Nutzer der emotionalen Intelligenz des eigenen Körpers sind somit klar im Vorteil. Diese beschleunigt nicht nur die Entscheidungsfindung um ein Vielfaches, sondern „objektiviert“ und individualisiert gleichzeitig den gesamten Prozess. Im Unterschied zur reinen Kopfentscheidung, die manchmal Stunden oder Tage in Anspruch nehmen kann, liefert das Gefühl in der Bauchregion binnen Bruchteilen von Sekunden eine individuelle Entscheidungsgrundlage, die vom Gehirn dann weiter bearbeitet werden kann. Zudem ist der Vorgang, bezogen auf die eigene Person, immer zu hundert Prozent passgenau, da die empfundenen Emotionen nicht von Fremdmeinungen oder gesellschaftlichen Zwängen abhängig sind. Gefühle sind in diesem Zusammenhang „unbestechlich“, denn sie sind von Mensch zu Mensch verschieden und so individuell wie der eigene Fingerabdruck. Positiver Nebeneffekt also: Die ungewollte und „ungeprüfte“ Übernahme fremder Ansichten und deren Einfluss auf die eigene Entscheidungsfindung, kann auf diese Weise also ganz leicht vermieden werden.

Aufgabenstellung 1 - Nenne alle Wörter, die im Text über Bauchgefühl und Entscheidungsfindung in Anführungszeichen stehen.
Aufgabenstellung 2 - In welcher Zeitspanne liefert das Gefühl in der Bauchregion laut dem Text über Bauchgefühl und Entscheidungsfindung eine Entscheidungsgrundlage?
Aufgabenstellung 3 - Führe den Text über Bauchgefühl und Entscheidungsfindung im Anschluss an seinen letzten Satz fort.

Datenauszüge -
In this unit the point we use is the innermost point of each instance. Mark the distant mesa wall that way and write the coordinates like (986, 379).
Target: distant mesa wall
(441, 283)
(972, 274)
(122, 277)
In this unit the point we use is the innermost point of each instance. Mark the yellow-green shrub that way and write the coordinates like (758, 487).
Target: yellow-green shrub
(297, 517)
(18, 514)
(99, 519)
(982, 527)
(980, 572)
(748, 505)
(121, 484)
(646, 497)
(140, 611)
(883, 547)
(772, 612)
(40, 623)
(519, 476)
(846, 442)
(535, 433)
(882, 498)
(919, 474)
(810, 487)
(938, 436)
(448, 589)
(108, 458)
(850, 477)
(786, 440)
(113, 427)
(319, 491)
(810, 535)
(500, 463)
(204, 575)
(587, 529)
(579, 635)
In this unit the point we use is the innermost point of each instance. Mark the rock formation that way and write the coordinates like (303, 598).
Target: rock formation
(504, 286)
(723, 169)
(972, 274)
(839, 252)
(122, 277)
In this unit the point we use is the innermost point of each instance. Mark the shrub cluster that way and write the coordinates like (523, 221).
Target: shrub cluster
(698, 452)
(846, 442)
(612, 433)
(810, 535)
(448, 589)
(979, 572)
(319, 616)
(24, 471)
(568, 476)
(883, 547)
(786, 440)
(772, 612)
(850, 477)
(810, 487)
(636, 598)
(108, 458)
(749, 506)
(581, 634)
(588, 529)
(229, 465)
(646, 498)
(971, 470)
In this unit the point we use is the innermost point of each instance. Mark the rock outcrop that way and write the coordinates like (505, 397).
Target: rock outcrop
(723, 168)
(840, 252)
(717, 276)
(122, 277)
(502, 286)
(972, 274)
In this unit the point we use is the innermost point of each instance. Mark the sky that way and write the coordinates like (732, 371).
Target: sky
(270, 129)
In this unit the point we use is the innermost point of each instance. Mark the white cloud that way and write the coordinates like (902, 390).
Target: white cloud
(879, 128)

Antwort 1 - „objektiviert“, „unbestechlich“, „ungeprüfte“

Antwort 2 - Binnen Bruchteilen von Sekunden.

Antwort 3 -
Je öfter Entscheidungen aus dem Bauch heraus gefällt werden, desto leichter fällt auch mit der Zeit das Vertrauen in die eigene Entscheidungsfähigkeit. Wer diese Art der Entschlussfindung regelmäßig nutzt, erfährt mit jedem Erfolgserlebnis, wie die eigene Selbstsicherheit buchstäblich weiter wächst. Das Bauchgefühl ist also nicht nur ein exzellenter Berater, sondern auch ein starker und sicherer Verbündeter im Dschungel zunehmender Angst und Unsicherheit, die derzeit in wirtschaftlichen und sozialen Belangen immer weiter um sich greift. Es lässt sich zudem relativ einfach trainieren und in den eigenen Tages- oder besser Entscheidungsablauf integrieren. Vom morgendlichen Aufstehen bis zum Schlafengehen treffen wir unzählige kleine Entscheidungen. „Welche Jacke ziehe ich bei dem Wetter heute an? Vielleicht regnet es ja später. Was soll ich heute Mittag essen? Mir wäre so nach Fastfood, aber ob das mein Magen verkraftet? Ob die Umleitung auf dem Weg zur Arbeit wohl noch besteht? Wäre blöd, wenn ich wieder wenden und zurückfahren müsste“. All diese unscheinbaren Wahlmöglichkeiten bieten eine hervorragende Spielwiese, um die eigene Intuition relativ gefahrlos zu testen und zu verfeinern. Ein Training, das sich lohnt, denn mit einem wacheren „Bauchgefühl“ ist kein ängstlicher Blick in Richtung der „Höhle des Säbelzahntigers“ mehr nötig. Die Frage ob dieser heute zu Hause ist oder nicht, lässt sich danach sprichwörtlich im Vorbeigehen genauso souverän beantworten, wie viele andere wichtige Themen des privaten und beruflichen Alltags.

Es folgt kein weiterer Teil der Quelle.